DOCUMENT TEXT:
━━━━━━━━━━━━━━━━━━━━

I still like to think traditional archery is the use of archery, it's been around since I think, the cave man. we have just recently developed more efficient methods of this tradition, Compounds, hybrid bows..etc, it's all still archery.


----------



## Curve1 (Nov 25, 2009)

Well said Tradbox.


----------



## centershot (Sep 13, 2002)

Thats a great description Tradbox. I love the romance and gut feeling that some have about archery. But, we had to go to the Traditional Archery forum on Archerytalk to talk with other 'traditional' archers. Without wheels (mechanical letoff) is about the best definition I can come up with. Other than that, there's hardly enough Traditional shooters to get up a conversation let alone split up into Primitive, Recurve, Longbow etc. groups. As long as your having fun with it, who cares.


----------



## innate123 (Dec 4, 2006)

High Plains said:


> Traditional is a label that became a stereotype by the uninformed.


I was going to post without reading through this thread. I'm glad I didn't and as a newb to "traditional" hunting I learned a lot. I think High Plains nailed it on the head. 

Windwalker also made a great comment stating that it is "simplicity." 

So, being a newb looking slightly from the outside in. What drew me to "traditional" hunting and as some of you know, I WAS going to shoot release is:

Once I become proficient with the recurve with NO sight, NO rest, NO release, NO mechanical head - I can enter the woods in a very SIMPLE manner not worrying about bumping/breaking a sight pin, forgetting my release (done way too many times), worrying about my peep tube breaking, trying to get my rangefinder out to see how far the deer is from me, or worrying about my $13 rage bh opening or not. 

As Windwalker stated, it is the SIMPLICITY of all of it that is amazing. That being said, after reading this thread - TRADITIONAL HUNTING IS IMPOSSIBLE TO DEFINE. At best, one could prob. define some sort of PRIMITIVE hunting and have a better chance at it. 

t


----------



## I'm Not Ted (Feb 12, 2009)

I think it would be interesting to post this in the General Archery forum to see what their perspective is of it...


----------



## Altiman94 (Jun 11, 2007)

━━━━━━━━━━━━━━━━━━━━

YOUR OBJECTIVE: Please copy, word for word, the stretch of the archery thread from "Thats a great" through "(Dec 4, 2006)". The rows come from a separate source, unrelated to the archery thread.

━━━━━━━━━━━━━━━━━━━━

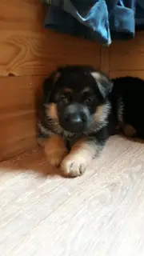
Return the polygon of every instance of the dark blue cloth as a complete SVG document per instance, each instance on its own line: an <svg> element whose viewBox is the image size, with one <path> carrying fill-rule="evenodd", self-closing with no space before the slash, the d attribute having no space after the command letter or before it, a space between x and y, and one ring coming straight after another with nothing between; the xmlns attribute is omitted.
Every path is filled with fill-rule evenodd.
<svg viewBox="0 0 144 256"><path fill-rule="evenodd" d="M144 0L41 0L49 3L45 27L97 40L134 37L135 27L144 28Z"/></svg>

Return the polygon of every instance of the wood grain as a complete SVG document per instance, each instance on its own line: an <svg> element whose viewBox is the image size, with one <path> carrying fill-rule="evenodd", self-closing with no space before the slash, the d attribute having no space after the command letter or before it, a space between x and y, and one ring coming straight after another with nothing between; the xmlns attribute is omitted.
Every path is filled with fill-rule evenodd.
<svg viewBox="0 0 144 256"><path fill-rule="evenodd" d="M41 151L1 162L1 255L143 256L143 155L114 136L74 179Z"/></svg>
<svg viewBox="0 0 144 256"><path fill-rule="evenodd" d="M0 78L0 160L37 146L33 86L41 77Z"/></svg>
<svg viewBox="0 0 144 256"><path fill-rule="evenodd" d="M66 63L100 68L100 46L44 30L46 11L38 0L1 0L1 76L46 74Z"/></svg>
<svg viewBox="0 0 144 256"><path fill-rule="evenodd" d="M110 70L144 70L144 32L137 33L134 40L114 42L110 47Z"/></svg>
<svg viewBox="0 0 144 256"><path fill-rule="evenodd" d="M110 76L112 78L125 76L132 76L135 78L140 78L144 79L144 70L126 70L126 71L110 71Z"/></svg>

━━━━━━━━━━━━━━━━━━━━

RESULT OF THIS TASK:
Thats a great description Tradbox. I love the romance and gut feeling that some have about archery. But, we had to go to the Traditional Archery forum on Archerytalk to talk with other 'traditional' archers. Without wheels (mechanical letoff) is about the best definition I can come up with. Other than that, there's hardly enough Traditional shooters to get up a conversation let alone split up into Primitive, Recurve, Longbow etc. groups. As long as your having fun with it, who cares.


----------



## innate123 (Dec 4, 2006)